* [Task details] Type out all the records again exactly.

....

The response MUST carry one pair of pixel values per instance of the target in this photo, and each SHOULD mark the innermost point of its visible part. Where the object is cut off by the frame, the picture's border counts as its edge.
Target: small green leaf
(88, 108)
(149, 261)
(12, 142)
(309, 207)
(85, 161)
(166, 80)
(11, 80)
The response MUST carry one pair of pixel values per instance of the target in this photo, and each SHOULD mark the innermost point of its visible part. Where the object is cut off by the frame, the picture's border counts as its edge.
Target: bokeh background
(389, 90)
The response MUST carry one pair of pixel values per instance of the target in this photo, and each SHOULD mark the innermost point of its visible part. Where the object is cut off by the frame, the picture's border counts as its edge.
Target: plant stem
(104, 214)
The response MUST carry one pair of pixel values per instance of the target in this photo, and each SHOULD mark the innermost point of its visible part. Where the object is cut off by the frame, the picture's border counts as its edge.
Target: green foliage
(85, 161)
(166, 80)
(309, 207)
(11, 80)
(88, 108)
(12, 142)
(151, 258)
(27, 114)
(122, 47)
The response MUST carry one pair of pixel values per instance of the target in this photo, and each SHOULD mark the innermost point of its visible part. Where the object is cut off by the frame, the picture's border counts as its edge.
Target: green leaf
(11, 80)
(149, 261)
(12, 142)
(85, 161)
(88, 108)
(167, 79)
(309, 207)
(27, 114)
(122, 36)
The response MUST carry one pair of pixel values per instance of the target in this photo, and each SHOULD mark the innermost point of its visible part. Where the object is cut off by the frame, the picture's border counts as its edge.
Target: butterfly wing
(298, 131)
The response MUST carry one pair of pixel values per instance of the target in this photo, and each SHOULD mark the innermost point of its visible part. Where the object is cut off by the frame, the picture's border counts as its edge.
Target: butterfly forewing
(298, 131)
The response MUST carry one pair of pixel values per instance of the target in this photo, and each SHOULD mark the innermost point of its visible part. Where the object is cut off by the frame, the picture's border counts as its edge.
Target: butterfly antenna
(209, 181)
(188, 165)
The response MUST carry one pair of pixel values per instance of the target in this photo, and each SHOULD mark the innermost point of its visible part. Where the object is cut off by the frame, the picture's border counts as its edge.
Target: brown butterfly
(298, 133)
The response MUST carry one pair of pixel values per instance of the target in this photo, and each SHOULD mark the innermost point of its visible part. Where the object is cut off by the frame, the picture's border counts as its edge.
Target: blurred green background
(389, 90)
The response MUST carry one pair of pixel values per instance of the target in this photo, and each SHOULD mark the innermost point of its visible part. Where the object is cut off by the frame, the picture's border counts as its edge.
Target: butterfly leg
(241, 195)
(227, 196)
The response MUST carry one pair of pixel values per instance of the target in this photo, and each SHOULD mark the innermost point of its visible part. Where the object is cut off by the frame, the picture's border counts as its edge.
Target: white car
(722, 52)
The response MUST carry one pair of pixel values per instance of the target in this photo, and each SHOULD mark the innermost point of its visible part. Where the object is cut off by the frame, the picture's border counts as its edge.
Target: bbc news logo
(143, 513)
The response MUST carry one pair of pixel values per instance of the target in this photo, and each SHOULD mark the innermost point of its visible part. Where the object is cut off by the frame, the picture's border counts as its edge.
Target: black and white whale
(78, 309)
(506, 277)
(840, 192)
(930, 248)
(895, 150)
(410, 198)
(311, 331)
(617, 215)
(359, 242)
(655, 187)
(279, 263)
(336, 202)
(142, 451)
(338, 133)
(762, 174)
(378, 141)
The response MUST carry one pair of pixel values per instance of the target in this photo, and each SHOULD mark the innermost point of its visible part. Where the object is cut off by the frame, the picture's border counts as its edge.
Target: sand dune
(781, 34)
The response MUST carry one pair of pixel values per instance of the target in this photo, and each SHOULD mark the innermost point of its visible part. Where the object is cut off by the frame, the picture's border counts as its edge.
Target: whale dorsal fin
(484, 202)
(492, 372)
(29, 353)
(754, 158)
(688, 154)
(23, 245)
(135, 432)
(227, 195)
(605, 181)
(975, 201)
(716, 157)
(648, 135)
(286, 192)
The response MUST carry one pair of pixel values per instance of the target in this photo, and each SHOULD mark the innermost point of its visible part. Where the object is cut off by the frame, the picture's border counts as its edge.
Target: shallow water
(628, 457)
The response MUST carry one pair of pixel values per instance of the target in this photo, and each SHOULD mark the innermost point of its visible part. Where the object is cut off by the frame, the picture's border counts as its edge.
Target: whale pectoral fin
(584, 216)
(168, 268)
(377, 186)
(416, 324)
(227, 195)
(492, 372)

....

* [Exercise solution]
The response MUST carry one pair of pixel values per instance of the target in this photo, and each SHOULD mark the innermost point of its visible part. Where the object is cut off by the frame, the picture's border counts as its edge.
Target: small green leaf
(88, 108)
(149, 261)
(12, 142)
(309, 207)
(85, 161)
(166, 80)
(11, 80)
The response MUST carry one pair of pixel values per instance of the target in this photo, and each SHOULD mark the innermost point of its visible part. Where the object is cut off by the frame, the picture's border counts as its edge.
Target: bokeh background
(389, 90)
The response MUST carry one pair of pixel values per instance of the target in this photo, and each SHOULD mark the innermost point of its visible part. Where the object is cut off by the frame, the picture's border counts as its edge.
Target: plant stem
(104, 214)
The response MUST carry one pair of pixel values per instance of the target in this photo, and each SHOULD mark the innermost point of its visible part. Where the object is cut off by the frame, the picture's border counts as its edge.
Target: green foliage
(85, 161)
(166, 80)
(309, 207)
(11, 80)
(88, 108)
(12, 142)
(151, 258)
(27, 114)
(122, 47)
The response MUST carry one pair of pixel values per instance of the target in this photo, and each SHOULD mark the innermost point of its visible part. Where the object is cut off by the frame, the picture's border counts as its edge.
Target: green leaf
(11, 80)
(149, 261)
(12, 142)
(85, 161)
(88, 108)
(167, 79)
(309, 207)
(27, 114)
(122, 36)
The response MUST carry one pair of pixel values per instance of the target in this photo, and each SHOULD mark the innermost point of its visible part. Where the object is cut off by the frame, the picture's border counts as its edge.
Target: butterfly wing
(298, 131)
The response MUST carry one pair of pixel values per instance of the target in this photo, and each SHOULD mark the innermost point of its visible part. Where the object is cut off by the frame, the picture's border counts as its edge.
Target: butterfly forewing
(298, 131)
The response MUST carry one pair of pixel values per instance of the target in this photo, and each SHOULD mark the innermost point of its visible part. Where the object is cut off by the frame, the picture's border counts as its edge.
Target: butterfly antenna
(209, 181)
(188, 165)
The response MUST carry one pair of pixel values per instance of the target in this photo, and each SHOULD mark the innermost point of its visible part. Where the object is cut off by the frame, the picture's border counts as its edge.
Target: brown butterfly
(298, 133)
The response MUST carry one pair of pixel values per instance of the target in this photo, and each SHOULD mark the innermost point of its visible part. Where the object is cut off by the frame, the picture's border counts as its edge.
Target: blurred green background
(389, 90)
The response MUST carry one pair of pixel values per instance of the target in this photo, and each SHOULD mark the innermost point of its visible part. Where the object is cut off by the frame, the picture's border counts as its edge.
Target: butterfly leg
(241, 195)
(227, 196)
The response MUST carry one pair of pixel values per instance of the target in this photo, and each SHOULD mark the innermost point of its visible part. Where the object is cut off by the frame, the picture's border counts as its edge.
Target: white car
(722, 52)
The response MUST carry one pair of pixel values per instance of the target in this photo, and each SHOULD mark the innermost point of its visible part. Where the object is cut off by the frame, the picture's border counts as its edge.
Target: bbc news logo
(143, 513)
The response MUST carry one pair of pixel values per instance of the target in this photo, and each SHOULD mark the innermost point of its visible part. Where the object is cut off by the frame, the picture's border counts as its edge.
Target: black and white whale
(78, 309)
(506, 277)
(840, 192)
(930, 248)
(895, 150)
(410, 198)
(311, 331)
(617, 215)
(359, 242)
(655, 187)
(279, 263)
(336, 202)
(142, 451)
(338, 133)
(762, 174)
(378, 141)
The response MUST carry one pair of pixel values per instance of the target in this photo, and each SHOULD mark the innermost point of its visible part. Where the object is cut off by the frame, the picture's border counts as its edge.
Target: sand dune
(781, 34)
The response MUST carry one pair of pixel values per instance of the target in this photo, and each SHOULD mark the innermost point of its visible part. Where the object is cut off by the frame, the picture's border counts as its edge.
Target: whale dorsal fin
(484, 202)
(492, 372)
(29, 353)
(754, 158)
(688, 154)
(23, 245)
(135, 432)
(227, 195)
(605, 181)
(975, 201)
(716, 157)
(648, 135)
(286, 192)
The response MUST carry one pair of pixel values per instance of the target in this photo, and each SHOULD mark the innermost point of its visible part. Where the object is cut off by the frame, the picture's border counts as its edge.
Target: shallow water
(628, 457)
The response MUST carry one pair of pixel values per instance of the target in this photo, and each SHOULD mark the innermost point of its visible part. Where the object is cut off by the frame, the picture's border counts as its edge.
Target: whale pectoral fin
(584, 216)
(168, 268)
(377, 186)
(416, 324)
(227, 195)
(492, 372)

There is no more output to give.